Display each line of the items below that contains the string "stucco", copied in full. Count only matches with the same letter case.

━━━ DATA FOR THIS EXERCISE ━━━

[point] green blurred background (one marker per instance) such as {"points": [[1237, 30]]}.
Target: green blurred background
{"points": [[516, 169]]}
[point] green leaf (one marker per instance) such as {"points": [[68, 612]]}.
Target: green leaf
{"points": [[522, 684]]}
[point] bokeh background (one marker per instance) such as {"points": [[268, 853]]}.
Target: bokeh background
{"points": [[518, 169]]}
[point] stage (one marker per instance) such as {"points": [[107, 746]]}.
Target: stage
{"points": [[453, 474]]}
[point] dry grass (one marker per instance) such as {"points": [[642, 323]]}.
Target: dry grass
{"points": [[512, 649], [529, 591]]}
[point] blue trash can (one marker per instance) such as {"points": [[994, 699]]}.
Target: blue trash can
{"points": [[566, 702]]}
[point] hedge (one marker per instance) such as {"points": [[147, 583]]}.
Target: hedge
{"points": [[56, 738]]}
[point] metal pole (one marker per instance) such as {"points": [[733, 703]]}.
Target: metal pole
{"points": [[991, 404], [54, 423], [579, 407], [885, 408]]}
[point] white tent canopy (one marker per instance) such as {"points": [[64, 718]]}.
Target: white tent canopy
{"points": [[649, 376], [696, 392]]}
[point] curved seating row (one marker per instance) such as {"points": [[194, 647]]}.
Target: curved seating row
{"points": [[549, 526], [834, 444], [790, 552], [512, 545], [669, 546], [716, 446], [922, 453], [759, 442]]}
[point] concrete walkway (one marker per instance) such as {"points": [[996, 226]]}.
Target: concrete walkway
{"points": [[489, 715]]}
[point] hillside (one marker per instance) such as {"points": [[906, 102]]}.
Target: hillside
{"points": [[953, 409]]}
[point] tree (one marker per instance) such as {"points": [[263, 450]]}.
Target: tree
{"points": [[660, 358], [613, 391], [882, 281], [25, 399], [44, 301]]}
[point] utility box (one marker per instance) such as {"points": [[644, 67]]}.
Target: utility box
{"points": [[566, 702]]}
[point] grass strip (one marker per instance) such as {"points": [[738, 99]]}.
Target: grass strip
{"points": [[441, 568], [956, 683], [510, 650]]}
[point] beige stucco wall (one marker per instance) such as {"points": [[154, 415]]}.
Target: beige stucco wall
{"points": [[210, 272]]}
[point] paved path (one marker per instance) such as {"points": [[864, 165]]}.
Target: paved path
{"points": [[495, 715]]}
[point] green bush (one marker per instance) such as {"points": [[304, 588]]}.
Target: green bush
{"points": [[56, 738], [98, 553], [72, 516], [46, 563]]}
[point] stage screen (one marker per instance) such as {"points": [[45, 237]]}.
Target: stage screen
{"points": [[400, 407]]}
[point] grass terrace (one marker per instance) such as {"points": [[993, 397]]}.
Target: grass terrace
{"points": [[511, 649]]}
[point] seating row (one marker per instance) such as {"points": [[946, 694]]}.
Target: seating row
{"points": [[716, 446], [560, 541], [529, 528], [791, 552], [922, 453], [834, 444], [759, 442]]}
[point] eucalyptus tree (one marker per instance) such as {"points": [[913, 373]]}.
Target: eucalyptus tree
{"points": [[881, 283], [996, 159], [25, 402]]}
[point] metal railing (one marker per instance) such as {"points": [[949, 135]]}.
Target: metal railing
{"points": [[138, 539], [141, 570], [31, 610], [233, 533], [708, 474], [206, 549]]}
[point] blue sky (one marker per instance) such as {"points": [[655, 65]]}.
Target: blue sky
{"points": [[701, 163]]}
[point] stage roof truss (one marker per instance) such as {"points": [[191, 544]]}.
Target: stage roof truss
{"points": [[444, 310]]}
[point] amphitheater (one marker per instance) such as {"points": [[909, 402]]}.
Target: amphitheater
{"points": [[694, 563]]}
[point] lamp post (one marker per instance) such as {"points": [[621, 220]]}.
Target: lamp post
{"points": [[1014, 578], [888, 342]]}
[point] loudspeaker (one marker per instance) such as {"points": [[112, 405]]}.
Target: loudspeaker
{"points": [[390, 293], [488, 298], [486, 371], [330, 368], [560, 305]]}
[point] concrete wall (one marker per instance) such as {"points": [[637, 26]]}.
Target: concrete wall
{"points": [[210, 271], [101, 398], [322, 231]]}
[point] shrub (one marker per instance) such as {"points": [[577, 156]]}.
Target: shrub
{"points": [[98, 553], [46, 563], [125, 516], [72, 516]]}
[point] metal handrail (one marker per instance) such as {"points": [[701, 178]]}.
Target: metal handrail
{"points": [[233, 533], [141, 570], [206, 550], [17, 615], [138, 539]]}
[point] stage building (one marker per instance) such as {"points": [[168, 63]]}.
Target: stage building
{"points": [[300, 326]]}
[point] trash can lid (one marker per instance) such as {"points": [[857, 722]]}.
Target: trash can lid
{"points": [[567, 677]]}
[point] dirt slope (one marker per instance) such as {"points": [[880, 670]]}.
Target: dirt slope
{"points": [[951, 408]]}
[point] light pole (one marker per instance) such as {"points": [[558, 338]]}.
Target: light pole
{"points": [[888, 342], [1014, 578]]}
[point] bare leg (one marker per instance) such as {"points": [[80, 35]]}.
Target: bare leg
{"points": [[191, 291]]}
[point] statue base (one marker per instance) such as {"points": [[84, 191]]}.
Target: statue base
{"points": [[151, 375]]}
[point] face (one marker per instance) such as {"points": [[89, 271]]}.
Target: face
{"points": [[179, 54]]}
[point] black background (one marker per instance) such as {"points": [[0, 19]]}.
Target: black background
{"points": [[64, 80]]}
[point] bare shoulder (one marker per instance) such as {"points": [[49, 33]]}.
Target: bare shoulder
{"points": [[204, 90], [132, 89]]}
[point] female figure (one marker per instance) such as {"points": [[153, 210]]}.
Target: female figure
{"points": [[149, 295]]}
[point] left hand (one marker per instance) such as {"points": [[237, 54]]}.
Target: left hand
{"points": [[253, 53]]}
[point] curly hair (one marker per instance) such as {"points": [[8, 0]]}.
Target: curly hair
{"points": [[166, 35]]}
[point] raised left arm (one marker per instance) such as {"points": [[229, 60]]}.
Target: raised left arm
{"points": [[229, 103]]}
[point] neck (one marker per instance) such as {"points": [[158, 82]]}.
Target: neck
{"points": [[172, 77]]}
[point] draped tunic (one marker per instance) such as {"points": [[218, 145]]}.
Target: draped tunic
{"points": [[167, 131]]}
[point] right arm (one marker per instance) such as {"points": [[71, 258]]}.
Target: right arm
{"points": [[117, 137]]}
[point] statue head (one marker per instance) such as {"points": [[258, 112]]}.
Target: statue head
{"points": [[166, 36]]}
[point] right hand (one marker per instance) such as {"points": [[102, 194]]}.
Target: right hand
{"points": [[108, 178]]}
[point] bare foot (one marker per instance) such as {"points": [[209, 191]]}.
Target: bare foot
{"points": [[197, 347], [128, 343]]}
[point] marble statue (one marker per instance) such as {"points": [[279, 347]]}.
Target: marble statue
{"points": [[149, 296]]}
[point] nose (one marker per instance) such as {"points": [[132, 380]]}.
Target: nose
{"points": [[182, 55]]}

━━━
━━━ DATA FOR THIS EXERCISE ━━━

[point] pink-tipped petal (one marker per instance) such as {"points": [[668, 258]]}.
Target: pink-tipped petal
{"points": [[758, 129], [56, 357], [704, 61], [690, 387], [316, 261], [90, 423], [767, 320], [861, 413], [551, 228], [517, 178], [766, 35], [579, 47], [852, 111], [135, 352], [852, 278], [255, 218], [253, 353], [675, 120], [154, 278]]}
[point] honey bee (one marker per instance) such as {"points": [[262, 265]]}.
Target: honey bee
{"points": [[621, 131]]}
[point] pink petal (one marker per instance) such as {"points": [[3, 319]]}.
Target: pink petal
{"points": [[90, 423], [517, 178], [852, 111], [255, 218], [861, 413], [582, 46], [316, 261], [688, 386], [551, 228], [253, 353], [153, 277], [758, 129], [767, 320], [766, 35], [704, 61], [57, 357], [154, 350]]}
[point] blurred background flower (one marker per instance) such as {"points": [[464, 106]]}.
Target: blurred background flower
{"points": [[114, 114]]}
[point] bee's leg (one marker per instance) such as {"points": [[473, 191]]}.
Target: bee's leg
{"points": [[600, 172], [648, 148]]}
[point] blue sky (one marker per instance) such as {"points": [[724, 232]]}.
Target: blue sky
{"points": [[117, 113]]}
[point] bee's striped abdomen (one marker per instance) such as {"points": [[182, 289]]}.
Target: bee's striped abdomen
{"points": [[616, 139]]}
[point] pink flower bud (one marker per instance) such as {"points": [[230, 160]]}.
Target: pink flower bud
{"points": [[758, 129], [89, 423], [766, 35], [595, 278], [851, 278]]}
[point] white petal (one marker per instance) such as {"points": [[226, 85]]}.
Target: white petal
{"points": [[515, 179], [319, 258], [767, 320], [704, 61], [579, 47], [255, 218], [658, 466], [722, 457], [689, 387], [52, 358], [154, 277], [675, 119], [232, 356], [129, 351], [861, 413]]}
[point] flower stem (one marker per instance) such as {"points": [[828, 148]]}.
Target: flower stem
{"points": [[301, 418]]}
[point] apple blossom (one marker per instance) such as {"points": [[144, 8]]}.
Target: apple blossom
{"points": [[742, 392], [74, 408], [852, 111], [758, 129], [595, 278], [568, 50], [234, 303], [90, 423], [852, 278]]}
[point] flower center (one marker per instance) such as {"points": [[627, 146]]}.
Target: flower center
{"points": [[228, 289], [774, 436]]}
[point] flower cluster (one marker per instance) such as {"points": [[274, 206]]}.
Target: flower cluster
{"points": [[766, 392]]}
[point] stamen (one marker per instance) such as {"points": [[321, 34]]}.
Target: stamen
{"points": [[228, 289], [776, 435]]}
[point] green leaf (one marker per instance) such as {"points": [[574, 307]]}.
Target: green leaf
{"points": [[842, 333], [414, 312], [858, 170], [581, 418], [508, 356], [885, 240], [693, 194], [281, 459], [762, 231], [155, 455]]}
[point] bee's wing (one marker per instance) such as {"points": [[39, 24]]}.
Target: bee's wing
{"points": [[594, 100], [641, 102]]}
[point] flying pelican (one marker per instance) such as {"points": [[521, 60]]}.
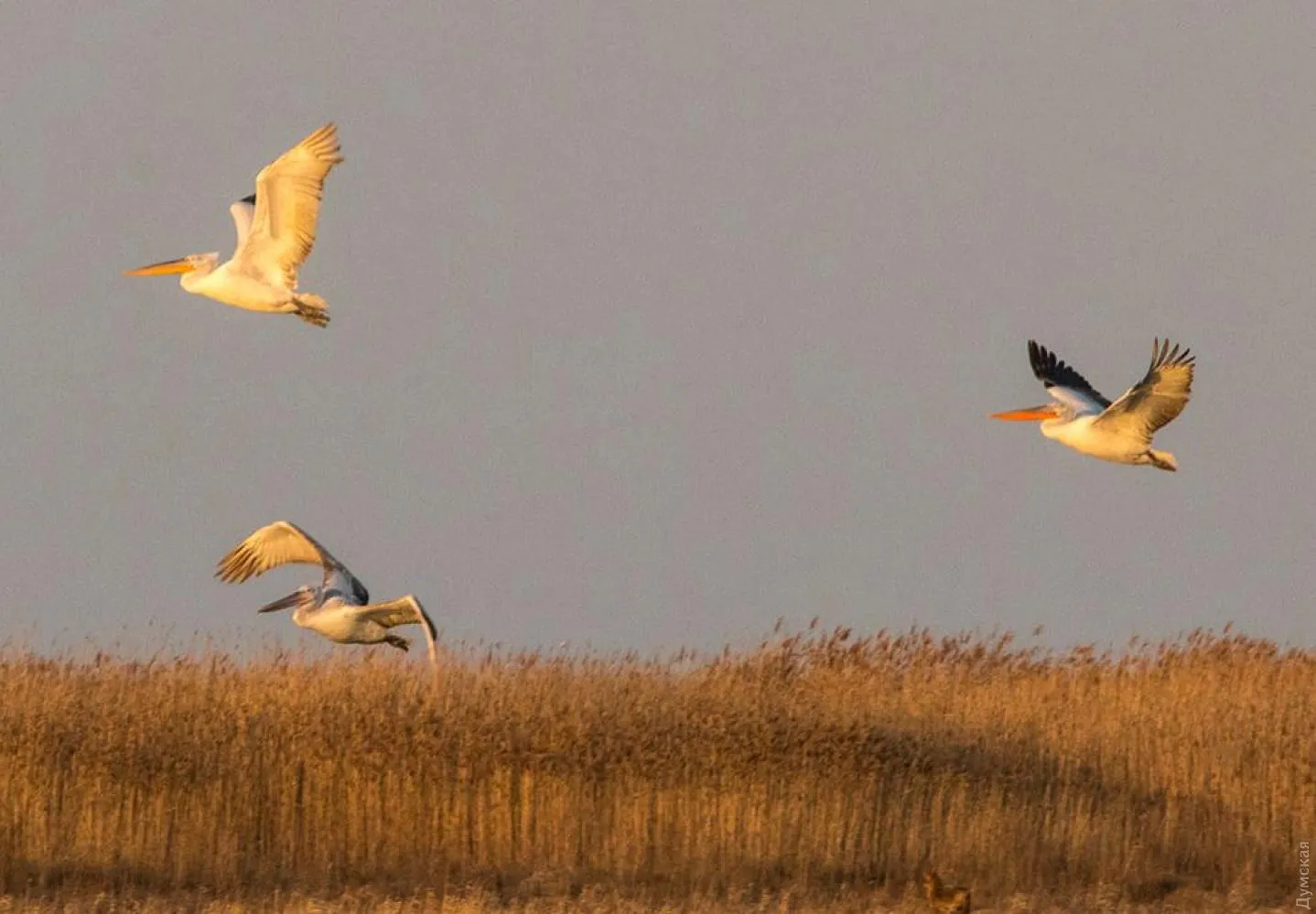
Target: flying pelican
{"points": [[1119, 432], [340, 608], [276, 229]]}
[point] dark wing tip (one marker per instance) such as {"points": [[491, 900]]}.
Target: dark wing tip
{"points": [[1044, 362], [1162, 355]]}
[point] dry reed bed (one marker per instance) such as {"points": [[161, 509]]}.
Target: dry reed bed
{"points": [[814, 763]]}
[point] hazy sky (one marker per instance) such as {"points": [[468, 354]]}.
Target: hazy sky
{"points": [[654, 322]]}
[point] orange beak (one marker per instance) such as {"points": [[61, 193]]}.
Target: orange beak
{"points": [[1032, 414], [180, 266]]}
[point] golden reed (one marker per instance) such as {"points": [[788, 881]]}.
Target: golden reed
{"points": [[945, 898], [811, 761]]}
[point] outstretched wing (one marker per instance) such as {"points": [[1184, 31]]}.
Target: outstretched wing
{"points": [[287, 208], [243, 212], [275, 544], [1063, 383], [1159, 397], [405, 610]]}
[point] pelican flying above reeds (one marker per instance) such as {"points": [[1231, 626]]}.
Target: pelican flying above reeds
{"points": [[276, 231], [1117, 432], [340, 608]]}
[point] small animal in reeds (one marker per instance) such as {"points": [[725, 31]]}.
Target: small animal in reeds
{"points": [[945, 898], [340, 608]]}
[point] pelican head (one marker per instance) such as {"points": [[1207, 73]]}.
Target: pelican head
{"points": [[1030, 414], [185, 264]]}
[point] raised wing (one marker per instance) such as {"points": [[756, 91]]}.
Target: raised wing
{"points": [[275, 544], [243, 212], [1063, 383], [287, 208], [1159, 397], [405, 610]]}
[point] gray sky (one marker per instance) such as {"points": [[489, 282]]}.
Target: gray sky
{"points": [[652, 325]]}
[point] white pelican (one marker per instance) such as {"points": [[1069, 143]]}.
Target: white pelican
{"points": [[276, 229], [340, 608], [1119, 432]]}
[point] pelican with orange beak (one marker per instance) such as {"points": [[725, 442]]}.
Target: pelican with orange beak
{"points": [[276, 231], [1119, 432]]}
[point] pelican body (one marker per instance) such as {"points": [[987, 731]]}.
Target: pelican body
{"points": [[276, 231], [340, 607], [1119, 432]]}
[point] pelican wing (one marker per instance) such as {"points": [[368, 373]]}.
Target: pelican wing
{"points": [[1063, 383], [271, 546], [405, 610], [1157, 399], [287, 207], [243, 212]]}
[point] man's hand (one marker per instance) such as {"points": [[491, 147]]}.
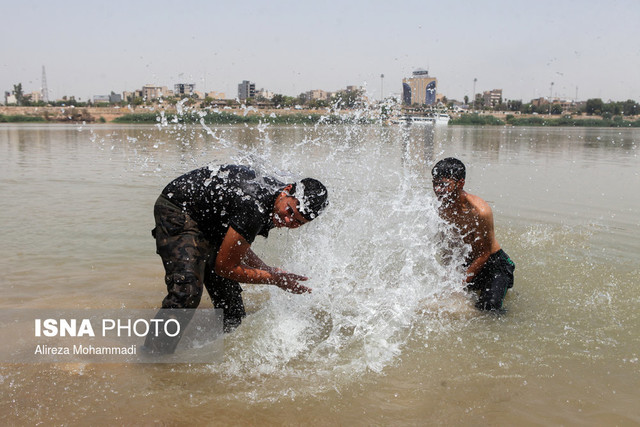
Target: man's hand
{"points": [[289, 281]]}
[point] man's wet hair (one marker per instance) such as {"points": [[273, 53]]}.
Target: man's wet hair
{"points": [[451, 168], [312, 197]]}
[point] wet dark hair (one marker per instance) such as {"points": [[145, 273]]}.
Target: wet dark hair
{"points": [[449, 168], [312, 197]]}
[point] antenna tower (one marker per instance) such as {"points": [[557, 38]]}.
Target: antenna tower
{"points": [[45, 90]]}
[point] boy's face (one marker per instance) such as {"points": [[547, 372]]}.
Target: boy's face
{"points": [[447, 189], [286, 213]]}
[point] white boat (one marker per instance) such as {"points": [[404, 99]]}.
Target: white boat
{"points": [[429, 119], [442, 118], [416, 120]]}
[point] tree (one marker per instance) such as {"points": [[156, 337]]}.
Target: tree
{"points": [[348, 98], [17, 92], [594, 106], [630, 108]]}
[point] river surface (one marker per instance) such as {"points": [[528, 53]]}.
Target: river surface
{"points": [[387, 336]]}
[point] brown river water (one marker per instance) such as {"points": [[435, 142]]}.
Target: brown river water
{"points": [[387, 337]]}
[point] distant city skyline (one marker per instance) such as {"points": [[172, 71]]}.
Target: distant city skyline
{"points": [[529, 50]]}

━━━
━━━ DATA FOR THIS EXERCISE ━━━

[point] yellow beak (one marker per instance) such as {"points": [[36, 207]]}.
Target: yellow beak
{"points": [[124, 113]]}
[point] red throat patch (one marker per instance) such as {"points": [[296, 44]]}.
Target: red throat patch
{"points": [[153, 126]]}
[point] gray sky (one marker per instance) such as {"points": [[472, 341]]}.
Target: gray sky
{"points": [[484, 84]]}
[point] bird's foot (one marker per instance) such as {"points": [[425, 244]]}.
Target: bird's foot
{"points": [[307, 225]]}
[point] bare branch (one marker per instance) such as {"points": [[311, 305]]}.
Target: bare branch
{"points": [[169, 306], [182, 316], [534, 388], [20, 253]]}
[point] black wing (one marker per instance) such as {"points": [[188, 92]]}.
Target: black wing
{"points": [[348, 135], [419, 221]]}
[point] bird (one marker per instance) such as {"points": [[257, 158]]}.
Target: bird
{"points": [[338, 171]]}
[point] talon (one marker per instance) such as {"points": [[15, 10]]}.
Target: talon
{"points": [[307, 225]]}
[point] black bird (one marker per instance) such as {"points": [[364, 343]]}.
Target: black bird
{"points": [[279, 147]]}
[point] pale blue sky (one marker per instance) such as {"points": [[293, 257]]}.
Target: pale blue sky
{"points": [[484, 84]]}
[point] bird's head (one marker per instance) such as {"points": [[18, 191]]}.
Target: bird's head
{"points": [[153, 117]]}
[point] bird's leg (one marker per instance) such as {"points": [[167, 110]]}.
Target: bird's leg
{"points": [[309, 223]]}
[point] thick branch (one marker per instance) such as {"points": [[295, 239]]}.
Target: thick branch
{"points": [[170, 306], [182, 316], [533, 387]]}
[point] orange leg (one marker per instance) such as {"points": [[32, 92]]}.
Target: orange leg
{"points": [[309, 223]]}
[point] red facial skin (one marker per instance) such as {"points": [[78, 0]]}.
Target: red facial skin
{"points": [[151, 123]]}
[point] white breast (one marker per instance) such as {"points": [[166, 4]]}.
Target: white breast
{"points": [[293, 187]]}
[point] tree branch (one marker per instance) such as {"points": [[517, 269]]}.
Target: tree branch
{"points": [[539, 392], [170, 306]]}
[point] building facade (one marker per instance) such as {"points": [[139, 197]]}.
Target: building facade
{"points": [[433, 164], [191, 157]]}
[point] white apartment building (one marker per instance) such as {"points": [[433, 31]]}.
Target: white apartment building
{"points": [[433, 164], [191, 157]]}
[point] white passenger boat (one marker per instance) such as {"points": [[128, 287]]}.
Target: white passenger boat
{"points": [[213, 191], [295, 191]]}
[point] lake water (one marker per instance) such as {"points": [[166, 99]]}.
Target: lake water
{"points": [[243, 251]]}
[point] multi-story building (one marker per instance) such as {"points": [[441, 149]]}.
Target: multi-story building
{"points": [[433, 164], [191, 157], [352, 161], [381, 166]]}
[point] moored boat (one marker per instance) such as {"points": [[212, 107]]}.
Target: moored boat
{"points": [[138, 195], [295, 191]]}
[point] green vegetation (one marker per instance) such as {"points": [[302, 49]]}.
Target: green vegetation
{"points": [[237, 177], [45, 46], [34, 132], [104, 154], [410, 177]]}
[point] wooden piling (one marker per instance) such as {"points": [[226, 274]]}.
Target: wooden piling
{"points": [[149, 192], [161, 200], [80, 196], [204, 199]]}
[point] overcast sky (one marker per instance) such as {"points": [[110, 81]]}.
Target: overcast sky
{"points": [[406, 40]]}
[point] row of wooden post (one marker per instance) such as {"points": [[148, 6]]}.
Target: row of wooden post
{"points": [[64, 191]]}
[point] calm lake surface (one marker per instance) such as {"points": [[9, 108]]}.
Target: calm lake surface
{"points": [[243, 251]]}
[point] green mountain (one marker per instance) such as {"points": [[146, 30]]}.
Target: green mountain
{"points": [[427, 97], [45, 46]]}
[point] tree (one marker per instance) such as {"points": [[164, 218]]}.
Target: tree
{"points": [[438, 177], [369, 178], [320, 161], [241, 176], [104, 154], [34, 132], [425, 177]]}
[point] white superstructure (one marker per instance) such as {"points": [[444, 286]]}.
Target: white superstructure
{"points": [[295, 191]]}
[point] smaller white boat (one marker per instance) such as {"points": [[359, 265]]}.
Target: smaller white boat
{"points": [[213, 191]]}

━━━

SOLUTION -
[point] beige stucco wall (one marker per instance) such as {"points": [[154, 415]]}.
Target: beige stucco wall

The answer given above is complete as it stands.